*** QUOTED PASSAGE
Let There Be Light

Download the Pdf copy here

So many questions – How old is the earth really? How could earth be only 6000 years of age while scientific data tells us that the universe is closer to about 14 billion years old? How did everything come into existence? How could God have been there already “in the beginning?” Who created God? What can I learn from the Creation story? 

 

GENESIS 1:1-5   v.1– “In the beginning God (Elohim) created the heavens and the earth.” The heavens and the earth, or the material universe, had a beginning. They were created by God. When were they created?…In the beginning! The first day of the Creation story may not have occurred at “the beginning.”   

v.2 – “The earth was formless and void (tohu wabohu). Darkness (choshek) was on the face of the deep, and the Spirit (Ruach) of God hovered over the surface of the water.” How long did the earth sit there lifeless, dark and chaotic? We aren’t told. But at some point God decided to spark it with life and give it order. **The Hebrew word Ruach is properly translated as Spirit, wind, or moving force.
******
USING THE INFORMATION
[A] According to the text on Genesis 1, what are the proper translations of the Hebrew word Ruach?
[B] Decide whether each statement agrees with the text on Genesis 1. Give yes or no for each, with the deciding words from the text quoted exactly.
(i) The text gives the Hebrew for "formless and void" as tohu wabohu.
(ii) The text says we are told how long the earth sat lifeless, dark and chaotic.
(iii) The text states that the first day of the Creation story certainly took place at "the beginning."
[C] Reproduce the section of the text on Genesis 1 that starts at the words "Let There Be" and ends after "the Creation story?".
*** INFORMATION PROVIDED
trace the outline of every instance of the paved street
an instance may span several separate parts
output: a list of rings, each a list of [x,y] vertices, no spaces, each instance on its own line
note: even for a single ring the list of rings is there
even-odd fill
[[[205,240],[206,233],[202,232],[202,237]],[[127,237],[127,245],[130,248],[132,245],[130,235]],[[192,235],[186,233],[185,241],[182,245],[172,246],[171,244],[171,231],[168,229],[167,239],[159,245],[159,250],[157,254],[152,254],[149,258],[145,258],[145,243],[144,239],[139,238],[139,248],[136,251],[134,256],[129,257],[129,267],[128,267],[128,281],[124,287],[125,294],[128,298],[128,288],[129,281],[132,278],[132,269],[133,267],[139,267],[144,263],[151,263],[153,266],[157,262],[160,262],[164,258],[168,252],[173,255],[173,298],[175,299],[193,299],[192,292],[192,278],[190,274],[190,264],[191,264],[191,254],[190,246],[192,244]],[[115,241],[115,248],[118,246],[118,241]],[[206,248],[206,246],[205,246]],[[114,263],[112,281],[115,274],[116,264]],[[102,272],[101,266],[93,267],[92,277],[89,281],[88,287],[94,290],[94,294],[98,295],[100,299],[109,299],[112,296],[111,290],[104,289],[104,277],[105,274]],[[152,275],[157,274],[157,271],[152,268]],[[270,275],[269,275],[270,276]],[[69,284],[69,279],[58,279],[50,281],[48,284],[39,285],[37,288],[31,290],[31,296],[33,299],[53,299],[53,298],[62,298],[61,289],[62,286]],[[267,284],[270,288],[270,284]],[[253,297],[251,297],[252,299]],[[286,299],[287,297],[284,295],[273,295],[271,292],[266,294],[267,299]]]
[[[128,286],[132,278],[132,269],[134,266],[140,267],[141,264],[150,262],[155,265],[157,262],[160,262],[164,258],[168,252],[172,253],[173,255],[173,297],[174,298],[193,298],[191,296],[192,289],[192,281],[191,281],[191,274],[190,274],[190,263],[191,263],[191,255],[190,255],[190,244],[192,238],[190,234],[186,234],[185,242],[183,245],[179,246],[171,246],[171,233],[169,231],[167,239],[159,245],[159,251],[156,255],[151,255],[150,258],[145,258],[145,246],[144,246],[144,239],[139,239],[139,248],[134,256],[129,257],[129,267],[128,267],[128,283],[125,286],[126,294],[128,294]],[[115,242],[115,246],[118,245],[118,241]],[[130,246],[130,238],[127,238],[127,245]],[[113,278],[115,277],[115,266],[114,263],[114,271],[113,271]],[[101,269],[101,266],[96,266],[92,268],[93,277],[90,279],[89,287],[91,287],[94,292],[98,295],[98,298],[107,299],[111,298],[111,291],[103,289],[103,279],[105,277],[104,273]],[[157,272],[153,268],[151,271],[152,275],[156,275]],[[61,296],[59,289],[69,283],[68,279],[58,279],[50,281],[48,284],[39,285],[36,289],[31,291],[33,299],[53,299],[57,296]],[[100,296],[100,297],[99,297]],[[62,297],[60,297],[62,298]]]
******
ANSWERS TO THE TASKS
[A] Spirit, wind, or moving force.

[B]
(i) Yes: "The earth was formless and void (tohu wabohu)."
(ii) No: "We aren’t told."
(iii) No: "The first day of the Creation story may not have occurred at “the beginning.”"

[C]
Let There Be Light

Download the Pdf copy here

So many questions – How old is the earth really? How could earth be only 6000 years of age while scientific data tells us that the universe is closer to about 14 billion years old? How did everything come into existence? How could God have been there already “in the beginning?” Who created God? What can I learn from the Creation story?